- _Work to be completed_:
Put the lines of the entries into a JSON list of strings, with one string per line and blank lines omitted. Include only the part that opens with the line containing "Phrase: isc logo on jersey" and runs through the end of the entries, both ends included.

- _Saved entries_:
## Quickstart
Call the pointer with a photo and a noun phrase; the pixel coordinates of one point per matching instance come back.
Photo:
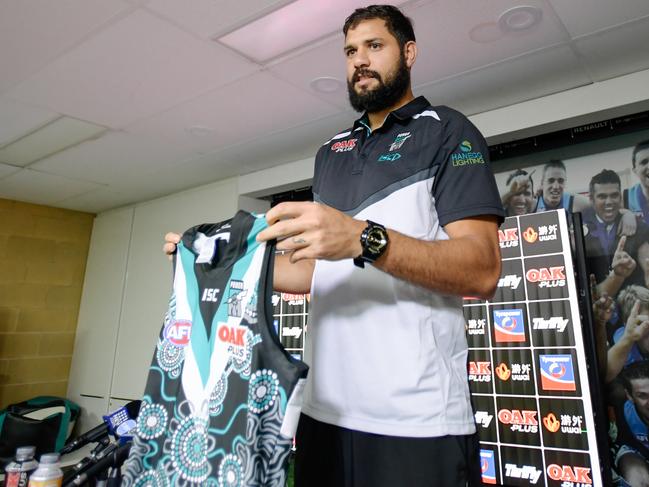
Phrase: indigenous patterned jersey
(223, 397)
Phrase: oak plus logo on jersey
(521, 421)
(344, 145)
(178, 332)
(526, 472)
(509, 325)
(508, 237)
(488, 466)
(557, 372)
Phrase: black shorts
(331, 456)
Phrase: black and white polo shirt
(387, 356)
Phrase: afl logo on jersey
(178, 333)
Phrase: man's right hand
(171, 241)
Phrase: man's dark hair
(553, 163)
(637, 370)
(638, 147)
(397, 24)
(520, 172)
(604, 177)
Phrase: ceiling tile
(207, 17)
(112, 158)
(325, 60)
(585, 16)
(18, 119)
(445, 47)
(250, 108)
(32, 32)
(37, 187)
(616, 52)
(122, 75)
(6, 170)
(524, 78)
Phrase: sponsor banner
(511, 285)
(522, 466)
(514, 372)
(518, 420)
(564, 423)
(545, 277)
(484, 411)
(509, 239)
(480, 372)
(568, 469)
(477, 327)
(540, 233)
(489, 464)
(551, 323)
(557, 373)
(509, 326)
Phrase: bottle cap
(25, 453)
(50, 458)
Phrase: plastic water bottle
(18, 471)
(48, 473)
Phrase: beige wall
(43, 253)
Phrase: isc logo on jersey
(480, 371)
(519, 421)
(547, 277)
(178, 332)
(488, 466)
(557, 373)
(570, 476)
(508, 238)
(344, 145)
(508, 325)
(526, 472)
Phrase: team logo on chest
(399, 141)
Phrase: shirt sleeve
(464, 185)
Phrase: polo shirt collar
(411, 108)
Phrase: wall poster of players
(526, 369)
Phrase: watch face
(376, 240)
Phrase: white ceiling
(148, 71)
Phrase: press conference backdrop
(527, 363)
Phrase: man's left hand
(313, 231)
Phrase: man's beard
(386, 95)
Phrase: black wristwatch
(374, 241)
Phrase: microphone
(116, 423)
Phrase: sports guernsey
(222, 397)
(386, 356)
(567, 201)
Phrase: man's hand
(623, 264)
(313, 231)
(171, 241)
(636, 326)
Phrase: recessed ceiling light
(326, 84)
(520, 18)
(199, 131)
(485, 33)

- _Expected output_:
[
  "Phrase: isc logo on jersey",
  "(480, 371)",
  "(519, 421)",
  "(547, 277)",
  "(178, 332)",
  "(488, 466)",
  "(557, 373)",
  "(570, 476)",
  "(508, 238)",
  "(344, 145)",
  "(508, 325)",
  "(526, 472)",
  "Phrase: team logo on chest",
  "(399, 141)",
  "Phrase: shirt sleeve",
  "(464, 185)",
  "Phrase: polo shirt collar",
  "(411, 108)",
  "Phrase: wall poster of players",
  "(526, 369)",
  "Phrase: watch face",
  "(376, 240)",
  "Phrase: white ceiling",
  "(148, 71)",
  "Phrase: press conference backdrop",
  "(527, 363)",
  "Phrase: man's left hand",
  "(313, 231)",
  "Phrase: man's beard",
  "(386, 95)",
  "Phrase: black wristwatch",
  "(374, 241)",
  "Phrase: microphone",
  "(116, 423)",
  "Phrase: sports guernsey",
  "(222, 397)",
  "(386, 356)",
  "(567, 201)",
  "Phrase: man's hand",
  "(623, 264)",
  "(313, 231)",
  "(171, 241)",
  "(636, 326)",
  "Phrase: recessed ceiling light",
  "(326, 84)",
  "(520, 18)",
  "(199, 131)",
  "(485, 33)"
]